## Task
Word for word, set down every line of the entries below from the line with "salt shaker -> box" to the line with "neck tattoo -> box", including both, and no other line.

## Data for the task
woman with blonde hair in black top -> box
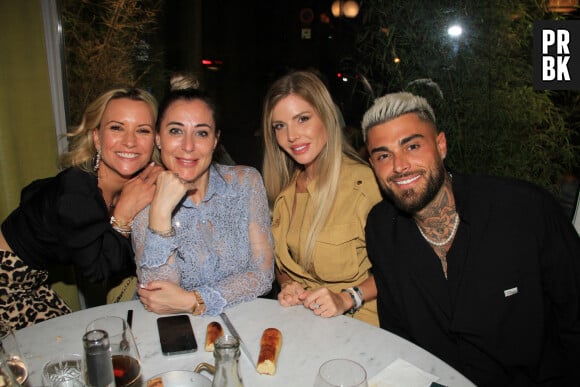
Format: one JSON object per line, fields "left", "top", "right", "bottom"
{"left": 0, "top": 87, "right": 163, "bottom": 330}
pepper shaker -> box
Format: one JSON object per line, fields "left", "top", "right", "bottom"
{"left": 83, "top": 329, "right": 115, "bottom": 387}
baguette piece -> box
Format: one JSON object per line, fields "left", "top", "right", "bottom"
{"left": 256, "top": 328, "right": 282, "bottom": 375}
{"left": 205, "top": 321, "right": 224, "bottom": 352}
{"left": 146, "top": 377, "right": 164, "bottom": 387}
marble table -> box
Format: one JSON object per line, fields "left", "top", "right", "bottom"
{"left": 15, "top": 298, "right": 475, "bottom": 386}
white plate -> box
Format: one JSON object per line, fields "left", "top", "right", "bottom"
{"left": 146, "top": 370, "right": 212, "bottom": 387}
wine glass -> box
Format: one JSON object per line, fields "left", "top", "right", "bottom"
{"left": 314, "top": 358, "right": 368, "bottom": 387}
{"left": 0, "top": 321, "right": 28, "bottom": 385}
{"left": 86, "top": 316, "right": 141, "bottom": 387}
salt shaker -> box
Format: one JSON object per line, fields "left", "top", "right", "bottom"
{"left": 83, "top": 329, "right": 115, "bottom": 387}
{"left": 212, "top": 335, "right": 244, "bottom": 387}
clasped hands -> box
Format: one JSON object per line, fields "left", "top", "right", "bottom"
{"left": 138, "top": 280, "right": 201, "bottom": 315}
{"left": 278, "top": 281, "right": 353, "bottom": 318}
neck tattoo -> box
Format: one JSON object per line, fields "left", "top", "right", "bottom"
{"left": 416, "top": 212, "right": 459, "bottom": 280}
{"left": 416, "top": 212, "right": 460, "bottom": 247}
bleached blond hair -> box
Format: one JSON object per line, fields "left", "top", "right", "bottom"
{"left": 361, "top": 92, "right": 436, "bottom": 143}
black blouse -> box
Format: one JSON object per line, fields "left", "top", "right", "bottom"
{"left": 1, "top": 168, "right": 134, "bottom": 282}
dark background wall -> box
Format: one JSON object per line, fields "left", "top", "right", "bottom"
{"left": 161, "top": 0, "right": 362, "bottom": 169}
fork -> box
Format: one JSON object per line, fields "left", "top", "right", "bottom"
{"left": 120, "top": 318, "right": 130, "bottom": 352}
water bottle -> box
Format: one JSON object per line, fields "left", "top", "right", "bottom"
{"left": 212, "top": 335, "right": 244, "bottom": 387}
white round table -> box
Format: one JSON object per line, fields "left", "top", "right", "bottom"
{"left": 15, "top": 298, "right": 475, "bottom": 386}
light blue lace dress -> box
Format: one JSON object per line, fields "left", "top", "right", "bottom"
{"left": 132, "top": 164, "right": 274, "bottom": 315}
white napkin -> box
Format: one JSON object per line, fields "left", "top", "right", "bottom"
{"left": 369, "top": 358, "right": 440, "bottom": 387}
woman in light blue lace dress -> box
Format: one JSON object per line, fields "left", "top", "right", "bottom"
{"left": 132, "top": 78, "right": 274, "bottom": 316}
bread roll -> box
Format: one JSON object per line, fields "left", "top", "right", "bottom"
{"left": 205, "top": 321, "right": 224, "bottom": 352}
{"left": 256, "top": 328, "right": 282, "bottom": 375}
{"left": 146, "top": 377, "right": 163, "bottom": 387}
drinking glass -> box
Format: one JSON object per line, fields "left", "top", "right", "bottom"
{"left": 0, "top": 321, "right": 28, "bottom": 385}
{"left": 313, "top": 358, "right": 368, "bottom": 387}
{"left": 42, "top": 353, "right": 84, "bottom": 387}
{"left": 0, "top": 352, "right": 19, "bottom": 387}
{"left": 86, "top": 316, "right": 141, "bottom": 387}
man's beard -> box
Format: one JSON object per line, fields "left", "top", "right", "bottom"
{"left": 380, "top": 163, "right": 446, "bottom": 214}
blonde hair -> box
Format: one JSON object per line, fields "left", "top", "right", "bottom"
{"left": 361, "top": 92, "right": 436, "bottom": 142}
{"left": 59, "top": 88, "right": 158, "bottom": 172}
{"left": 261, "top": 71, "right": 364, "bottom": 273}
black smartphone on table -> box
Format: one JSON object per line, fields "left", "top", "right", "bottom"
{"left": 156, "top": 315, "right": 198, "bottom": 355}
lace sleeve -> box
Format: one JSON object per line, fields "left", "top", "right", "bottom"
{"left": 131, "top": 206, "right": 181, "bottom": 285}
{"left": 132, "top": 166, "right": 274, "bottom": 315}
{"left": 200, "top": 168, "right": 274, "bottom": 315}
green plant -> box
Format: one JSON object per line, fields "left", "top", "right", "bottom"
{"left": 353, "top": 0, "right": 578, "bottom": 192}
{"left": 62, "top": 0, "right": 164, "bottom": 125}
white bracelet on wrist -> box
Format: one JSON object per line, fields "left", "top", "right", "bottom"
{"left": 341, "top": 287, "right": 363, "bottom": 314}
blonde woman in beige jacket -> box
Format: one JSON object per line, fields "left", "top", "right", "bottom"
{"left": 261, "top": 71, "right": 382, "bottom": 326}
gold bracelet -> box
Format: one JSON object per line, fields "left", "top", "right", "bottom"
{"left": 148, "top": 225, "right": 176, "bottom": 238}
{"left": 112, "top": 225, "right": 131, "bottom": 235}
{"left": 110, "top": 216, "right": 132, "bottom": 235}
{"left": 191, "top": 290, "right": 206, "bottom": 315}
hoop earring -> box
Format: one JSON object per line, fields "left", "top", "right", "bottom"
{"left": 93, "top": 149, "right": 101, "bottom": 171}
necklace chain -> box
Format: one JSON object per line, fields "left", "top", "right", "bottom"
{"left": 416, "top": 212, "right": 460, "bottom": 247}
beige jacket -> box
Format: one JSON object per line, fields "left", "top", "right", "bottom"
{"left": 271, "top": 157, "right": 382, "bottom": 326}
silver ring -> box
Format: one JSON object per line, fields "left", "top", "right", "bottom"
{"left": 313, "top": 303, "right": 320, "bottom": 309}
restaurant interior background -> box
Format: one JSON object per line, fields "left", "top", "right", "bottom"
{"left": 59, "top": 0, "right": 580, "bottom": 191}
{"left": 0, "top": 0, "right": 579, "bottom": 309}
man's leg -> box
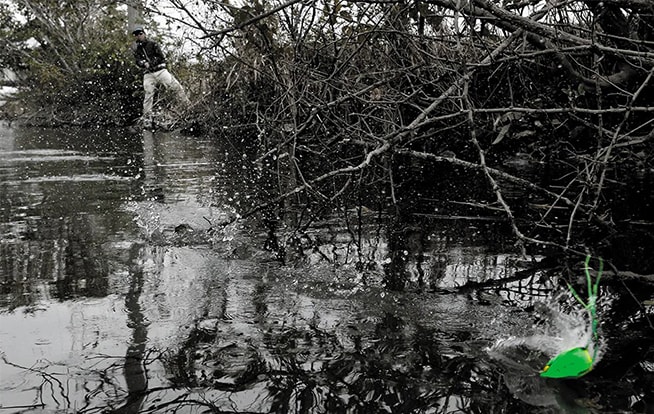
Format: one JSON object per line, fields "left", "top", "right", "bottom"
{"left": 143, "top": 73, "right": 156, "bottom": 127}
{"left": 158, "top": 69, "right": 190, "bottom": 108}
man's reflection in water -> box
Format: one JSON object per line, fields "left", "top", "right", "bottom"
{"left": 115, "top": 130, "right": 164, "bottom": 413}
{"left": 141, "top": 130, "right": 166, "bottom": 202}
{"left": 114, "top": 242, "right": 149, "bottom": 413}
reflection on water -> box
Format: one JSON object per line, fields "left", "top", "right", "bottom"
{"left": 0, "top": 123, "right": 650, "bottom": 413}
{"left": 114, "top": 242, "right": 149, "bottom": 414}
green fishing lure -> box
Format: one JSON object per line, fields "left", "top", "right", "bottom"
{"left": 540, "top": 346, "right": 593, "bottom": 378}
{"left": 540, "top": 255, "right": 602, "bottom": 379}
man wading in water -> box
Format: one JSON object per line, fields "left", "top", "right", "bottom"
{"left": 131, "top": 26, "right": 190, "bottom": 129}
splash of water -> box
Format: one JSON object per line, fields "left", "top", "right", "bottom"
{"left": 486, "top": 294, "right": 604, "bottom": 407}
{"left": 488, "top": 293, "right": 603, "bottom": 376}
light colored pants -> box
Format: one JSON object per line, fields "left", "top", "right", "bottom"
{"left": 142, "top": 69, "right": 190, "bottom": 120}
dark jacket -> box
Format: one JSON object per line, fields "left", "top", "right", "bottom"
{"left": 132, "top": 39, "right": 167, "bottom": 73}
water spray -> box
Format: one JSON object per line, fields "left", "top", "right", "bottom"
{"left": 540, "top": 255, "right": 603, "bottom": 379}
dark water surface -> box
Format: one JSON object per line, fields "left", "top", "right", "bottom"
{"left": 0, "top": 123, "right": 651, "bottom": 413}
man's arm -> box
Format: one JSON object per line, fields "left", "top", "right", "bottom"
{"left": 149, "top": 42, "right": 167, "bottom": 68}
{"left": 131, "top": 42, "right": 150, "bottom": 69}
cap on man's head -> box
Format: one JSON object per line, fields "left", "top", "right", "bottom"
{"left": 132, "top": 26, "right": 145, "bottom": 35}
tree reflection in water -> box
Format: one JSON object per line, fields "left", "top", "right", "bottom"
{"left": 168, "top": 323, "right": 516, "bottom": 413}
{"left": 162, "top": 280, "right": 530, "bottom": 413}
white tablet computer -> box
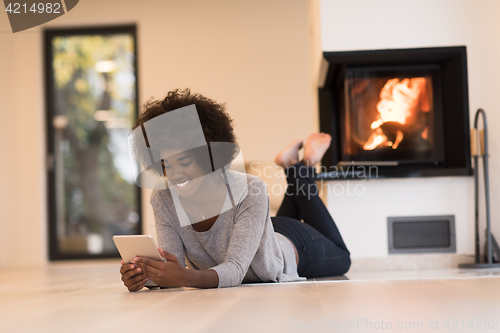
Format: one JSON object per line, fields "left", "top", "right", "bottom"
{"left": 113, "top": 235, "right": 164, "bottom": 287}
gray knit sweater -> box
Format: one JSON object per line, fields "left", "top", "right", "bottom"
{"left": 150, "top": 171, "right": 305, "bottom": 288}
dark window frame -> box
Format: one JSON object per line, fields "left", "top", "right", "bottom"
{"left": 44, "top": 25, "right": 141, "bottom": 260}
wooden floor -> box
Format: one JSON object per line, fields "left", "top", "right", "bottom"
{"left": 1, "top": 260, "right": 500, "bottom": 333}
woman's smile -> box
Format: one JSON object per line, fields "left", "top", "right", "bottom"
{"left": 175, "top": 179, "right": 191, "bottom": 187}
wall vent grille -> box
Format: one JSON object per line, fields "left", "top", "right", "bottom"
{"left": 388, "top": 215, "right": 456, "bottom": 254}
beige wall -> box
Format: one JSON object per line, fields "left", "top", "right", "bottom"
{"left": 0, "top": 20, "right": 15, "bottom": 268}
{"left": 0, "top": 0, "right": 319, "bottom": 267}
{"left": 0, "top": 18, "right": 47, "bottom": 268}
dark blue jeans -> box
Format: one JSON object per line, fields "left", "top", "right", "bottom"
{"left": 271, "top": 162, "right": 350, "bottom": 278}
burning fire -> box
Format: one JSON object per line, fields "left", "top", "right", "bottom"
{"left": 363, "top": 77, "right": 429, "bottom": 150}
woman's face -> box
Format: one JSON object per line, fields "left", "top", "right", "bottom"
{"left": 162, "top": 150, "right": 210, "bottom": 198}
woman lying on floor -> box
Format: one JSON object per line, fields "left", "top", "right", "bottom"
{"left": 120, "top": 89, "right": 350, "bottom": 291}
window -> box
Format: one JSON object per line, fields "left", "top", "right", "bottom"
{"left": 44, "top": 26, "right": 141, "bottom": 259}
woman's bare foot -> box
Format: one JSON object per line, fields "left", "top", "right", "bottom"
{"left": 302, "top": 133, "right": 332, "bottom": 167}
{"left": 275, "top": 139, "right": 303, "bottom": 168}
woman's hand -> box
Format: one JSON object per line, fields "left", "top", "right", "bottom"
{"left": 134, "top": 248, "right": 188, "bottom": 288}
{"left": 120, "top": 260, "right": 149, "bottom": 292}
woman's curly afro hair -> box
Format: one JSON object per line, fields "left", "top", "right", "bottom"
{"left": 133, "top": 88, "right": 236, "bottom": 144}
{"left": 132, "top": 89, "right": 238, "bottom": 175}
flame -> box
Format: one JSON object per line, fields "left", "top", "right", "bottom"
{"left": 363, "top": 77, "right": 427, "bottom": 150}
{"left": 363, "top": 128, "right": 386, "bottom": 150}
{"left": 421, "top": 127, "right": 428, "bottom": 140}
{"left": 392, "top": 130, "right": 404, "bottom": 149}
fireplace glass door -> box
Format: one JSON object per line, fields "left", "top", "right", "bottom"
{"left": 342, "top": 65, "right": 445, "bottom": 165}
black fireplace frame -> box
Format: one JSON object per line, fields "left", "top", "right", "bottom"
{"left": 318, "top": 46, "right": 472, "bottom": 179}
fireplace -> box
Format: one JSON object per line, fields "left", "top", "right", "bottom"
{"left": 318, "top": 46, "right": 472, "bottom": 179}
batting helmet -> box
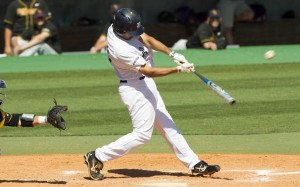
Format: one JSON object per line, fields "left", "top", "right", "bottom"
{"left": 113, "top": 8, "right": 144, "bottom": 37}
{"left": 0, "top": 80, "right": 7, "bottom": 106}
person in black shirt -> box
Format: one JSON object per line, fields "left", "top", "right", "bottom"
{"left": 13, "top": 9, "right": 61, "bottom": 56}
{"left": 186, "top": 9, "right": 227, "bottom": 50}
{"left": 171, "top": 9, "right": 227, "bottom": 51}
{"left": 3, "top": 0, "right": 51, "bottom": 56}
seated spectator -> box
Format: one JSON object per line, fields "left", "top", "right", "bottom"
{"left": 171, "top": 9, "right": 227, "bottom": 51}
{"left": 217, "top": 0, "right": 254, "bottom": 45}
{"left": 12, "top": 9, "right": 61, "bottom": 56}
{"left": 90, "top": 4, "right": 120, "bottom": 54}
{"left": 3, "top": 0, "right": 52, "bottom": 56}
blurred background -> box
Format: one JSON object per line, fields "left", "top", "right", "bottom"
{"left": 1, "top": 0, "right": 300, "bottom": 53}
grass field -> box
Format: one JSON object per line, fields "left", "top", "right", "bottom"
{"left": 0, "top": 46, "right": 299, "bottom": 155}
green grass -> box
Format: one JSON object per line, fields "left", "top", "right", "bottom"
{"left": 0, "top": 63, "right": 299, "bottom": 137}
{"left": 0, "top": 48, "right": 300, "bottom": 155}
{"left": 1, "top": 133, "right": 299, "bottom": 155}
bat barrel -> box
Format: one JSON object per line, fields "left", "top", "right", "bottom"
{"left": 229, "top": 100, "right": 236, "bottom": 105}
{"left": 207, "top": 81, "right": 236, "bottom": 106}
{"left": 194, "top": 70, "right": 236, "bottom": 106}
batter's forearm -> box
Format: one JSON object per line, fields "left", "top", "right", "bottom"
{"left": 141, "top": 34, "right": 172, "bottom": 55}
{"left": 148, "top": 38, "right": 171, "bottom": 55}
{"left": 140, "top": 67, "right": 178, "bottom": 77}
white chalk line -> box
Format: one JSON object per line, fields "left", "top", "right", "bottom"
{"left": 62, "top": 169, "right": 300, "bottom": 177}
{"left": 63, "top": 170, "right": 85, "bottom": 175}
{"left": 224, "top": 169, "right": 300, "bottom": 176}
{"left": 60, "top": 169, "right": 300, "bottom": 184}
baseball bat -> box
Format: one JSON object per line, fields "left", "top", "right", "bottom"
{"left": 193, "top": 70, "right": 236, "bottom": 105}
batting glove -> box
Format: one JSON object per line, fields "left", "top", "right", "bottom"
{"left": 176, "top": 64, "right": 194, "bottom": 73}
{"left": 169, "top": 51, "right": 188, "bottom": 64}
{"left": 174, "top": 59, "right": 194, "bottom": 69}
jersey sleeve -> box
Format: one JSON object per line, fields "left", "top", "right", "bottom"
{"left": 3, "top": 2, "right": 16, "bottom": 29}
{"left": 118, "top": 50, "right": 147, "bottom": 72}
{"left": 121, "top": 53, "right": 147, "bottom": 71}
{"left": 42, "top": 21, "right": 57, "bottom": 36}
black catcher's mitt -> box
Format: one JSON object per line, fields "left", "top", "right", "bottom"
{"left": 47, "top": 99, "right": 68, "bottom": 130}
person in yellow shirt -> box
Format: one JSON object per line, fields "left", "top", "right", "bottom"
{"left": 3, "top": 0, "right": 52, "bottom": 56}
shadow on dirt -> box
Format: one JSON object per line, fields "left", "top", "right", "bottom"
{"left": 107, "top": 168, "right": 233, "bottom": 180}
{"left": 109, "top": 168, "right": 189, "bottom": 177}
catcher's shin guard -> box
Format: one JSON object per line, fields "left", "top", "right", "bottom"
{"left": 84, "top": 151, "right": 104, "bottom": 180}
{"left": 191, "top": 161, "right": 221, "bottom": 176}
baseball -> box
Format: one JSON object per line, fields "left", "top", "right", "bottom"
{"left": 264, "top": 50, "right": 275, "bottom": 59}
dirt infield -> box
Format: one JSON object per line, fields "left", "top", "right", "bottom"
{"left": 0, "top": 153, "right": 299, "bottom": 187}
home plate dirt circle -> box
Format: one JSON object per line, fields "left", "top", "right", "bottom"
{"left": 0, "top": 154, "right": 299, "bottom": 187}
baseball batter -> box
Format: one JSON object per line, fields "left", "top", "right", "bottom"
{"left": 84, "top": 8, "right": 220, "bottom": 180}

## Solved exercise
salt shaker -> box
Format: one JSON object per line, fields "left", "top", "right", "bottom"
{"left": 83, "top": 329, "right": 115, "bottom": 387}
{"left": 212, "top": 335, "right": 244, "bottom": 387}
clasped hands -> box
Format: one JSON object per line, fields "left", "top", "right", "bottom"
{"left": 138, "top": 280, "right": 201, "bottom": 315}
{"left": 278, "top": 281, "right": 353, "bottom": 318}
neck tattoo -> box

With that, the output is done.